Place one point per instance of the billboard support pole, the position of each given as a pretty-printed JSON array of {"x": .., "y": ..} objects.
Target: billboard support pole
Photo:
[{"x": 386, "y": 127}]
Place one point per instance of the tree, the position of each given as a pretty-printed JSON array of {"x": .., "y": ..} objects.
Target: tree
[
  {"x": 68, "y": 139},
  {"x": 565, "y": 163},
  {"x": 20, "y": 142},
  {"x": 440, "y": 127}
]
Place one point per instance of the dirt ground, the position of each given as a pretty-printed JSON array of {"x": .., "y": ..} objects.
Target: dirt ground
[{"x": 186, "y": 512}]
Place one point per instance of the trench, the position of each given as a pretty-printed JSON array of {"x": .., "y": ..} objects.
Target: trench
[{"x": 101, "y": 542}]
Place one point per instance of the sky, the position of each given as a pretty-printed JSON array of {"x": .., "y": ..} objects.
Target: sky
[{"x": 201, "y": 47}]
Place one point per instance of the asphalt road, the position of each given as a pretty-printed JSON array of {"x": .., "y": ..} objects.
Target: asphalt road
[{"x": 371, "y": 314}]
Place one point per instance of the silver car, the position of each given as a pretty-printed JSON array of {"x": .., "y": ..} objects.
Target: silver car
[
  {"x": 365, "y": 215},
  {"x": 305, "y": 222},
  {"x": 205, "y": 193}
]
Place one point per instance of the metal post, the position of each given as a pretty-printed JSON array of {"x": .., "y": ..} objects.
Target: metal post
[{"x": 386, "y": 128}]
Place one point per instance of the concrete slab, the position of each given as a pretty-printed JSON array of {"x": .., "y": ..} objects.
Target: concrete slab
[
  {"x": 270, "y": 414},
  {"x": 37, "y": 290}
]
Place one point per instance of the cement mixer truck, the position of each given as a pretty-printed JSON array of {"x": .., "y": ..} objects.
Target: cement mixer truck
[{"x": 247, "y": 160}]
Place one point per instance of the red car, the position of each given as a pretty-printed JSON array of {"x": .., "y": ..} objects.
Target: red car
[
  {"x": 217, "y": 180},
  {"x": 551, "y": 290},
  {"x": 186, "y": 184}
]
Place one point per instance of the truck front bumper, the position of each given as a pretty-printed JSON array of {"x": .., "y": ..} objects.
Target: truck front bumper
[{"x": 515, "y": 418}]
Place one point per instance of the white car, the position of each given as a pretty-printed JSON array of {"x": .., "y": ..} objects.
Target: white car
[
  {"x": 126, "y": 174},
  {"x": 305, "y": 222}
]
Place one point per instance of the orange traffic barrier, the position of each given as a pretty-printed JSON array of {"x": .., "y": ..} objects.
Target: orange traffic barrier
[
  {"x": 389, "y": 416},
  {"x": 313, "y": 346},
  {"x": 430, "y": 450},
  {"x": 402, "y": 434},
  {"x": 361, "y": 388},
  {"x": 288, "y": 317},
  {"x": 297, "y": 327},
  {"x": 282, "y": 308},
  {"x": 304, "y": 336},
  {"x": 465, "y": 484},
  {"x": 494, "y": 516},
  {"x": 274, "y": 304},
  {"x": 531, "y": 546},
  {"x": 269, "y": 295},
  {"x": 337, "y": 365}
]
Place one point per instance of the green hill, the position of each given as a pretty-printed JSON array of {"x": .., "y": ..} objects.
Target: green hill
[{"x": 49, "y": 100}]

## Aim
Copy the stretch from the line containing "Place one point per instance of the green" through the end of the records, swapping "hill" for "slope" and leaving everything else unchanged.

## Exercise result
Place one point per instance of the green slope, the position of each given as a pretty-printed JSON array of {"x": .., "y": ..} objects.
Target: green slope
[{"x": 49, "y": 100}]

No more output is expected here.